--- Text segment ---

Banner Health Services  

Spinal Fusion


James Hawkins, MD, is a spinal surgery specialist on staff at Banner Estrella Medical Center. 

Question: I have had back problems for years and have tried physical therapy, chiropractic, and medicines without significant relief. I have been told by a spine surgeon that I need to have a spinal fusion. I am still only in my 40s and am concerned about the long-term effects of having a spinal fusion. Are there any alternatives to this procedure?

Answer: Spinal fusions are typically performed for fractures, mechanical instability, arthritic changes and/or significant degenerative disc disease of the spine. The treatment for these conditions is typically physical therapy, medical management, occasional injections, and passage of time.

If these fail to provide relief, then there are indications for a spinal fusion. The fusion means stopping the irregular and/or painful movement between two vertebral bodies in your spine to decrease pain and improve function.

As with any surgery there can be potentially long-term negative effects such as adjacent segment breakdown. Fusing or stopping the motion at one segment in the spine may increase the stresses or movements of the sections above or below the fused area during normal activities and therefore cause earlier breakdown or degeneration. In order to help avoid this potential problem, there have been recently developed total disc replacements for the spine.

The total disc replacement is indicated for cases of isolated degenerative disc disease.  These devices have been used in Europe for several years, but have recently gained approval here in the United States.  

Because of the recent release through Food and Drug Administration, disc replacements have been tested against a typical gold standard of lumbar fusion and evaluated with outcomes such as the patient’s pain, function, complication rates, and overall satisfaction with their outcome.  In general, the total disc replacements for the cervical and lumbar spine have shown equivalent, if not slightly superior results to lumbar fusion.

---

Requirement ▸
Please write out the spinal fusion text word for word, in full.

--- Excerpted data ---

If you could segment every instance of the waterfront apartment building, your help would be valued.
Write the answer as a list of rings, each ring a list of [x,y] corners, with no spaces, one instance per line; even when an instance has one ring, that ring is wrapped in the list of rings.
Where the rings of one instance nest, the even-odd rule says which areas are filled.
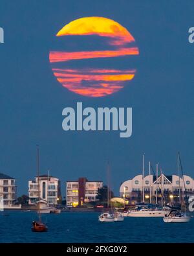
[[[0,197],[5,208],[12,207],[17,199],[16,179],[3,173],[0,173]]]
[[[86,178],[80,178],[78,181],[67,181],[67,205],[76,207],[82,205],[83,203],[98,201],[98,189],[102,187],[102,181],[88,181]]]
[[[57,204],[61,196],[60,181],[58,178],[41,175],[39,176],[40,198],[49,204]],[[29,204],[38,200],[38,178],[28,181]]]
[[[142,175],[138,175],[122,183],[120,194],[128,199],[129,204],[138,203],[143,200],[143,188],[146,203],[151,200],[153,204],[160,204],[162,198],[164,203],[178,203],[194,194],[194,180],[187,175],[184,175],[183,179],[177,175],[164,174],[158,176],[158,179],[155,175],[148,175],[143,180]]]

---

Answer below ▸
Banner Health Services  

Spinal Fusion


James Hawkins, MD, is a spinal surgery specialist on staff at Banner Estrella Medical Center. 

Question: I have had back problems for years and have tried physical therapy, chiropractic, and medicines without significant relief. I have been told by a spine surgeon that I need to have a spinal fusion. I am still only in my 40s and am concerned about the long-term effects of having a spinal fusion. Are there any alternatives to this procedure?

Answer: Spinal fusions are typically performed for fractures, mechanical instability, arthritic changes and/or significant degenerative disc disease of the spine. The treatment for these conditions is typically physical therapy, medical management, occasional injections, and passage of time.

If these fail to provide relief, then there are indications for a spinal fusion. The fusion means stopping the irregular and/or painful movement between two vertebral bodies in your spine to decrease pain and improve function.

As with any surgery there can be potentially long-term negative effects such as adjacent segment breakdown. Fusing or stopping the motion at one segment in the spine may increase the stresses or movements of the sections above or below the fused area during normal activities and therefore cause earlier breakdown or degeneration. In order to help avoid this potential problem, there have been recently developed total disc replacements for the spine.

The total disc replacement is indicated for cases of isolated degenerative disc disease.  These devices have been used in Europe for several years, but have recently gained approval here in the United States.  

Because of the recent release through Food and Drug Administration, disc replacements have been tested against a typical gold standard of lumbar fusion and evaluated with outcomes such as the patient’s pain, function, complication rates, and overall satisfaction with their outcome.  In general, the total disc replacements for the cervical and lumbar spine have shown equivalent, if not slightly superior results to lumbar fusion.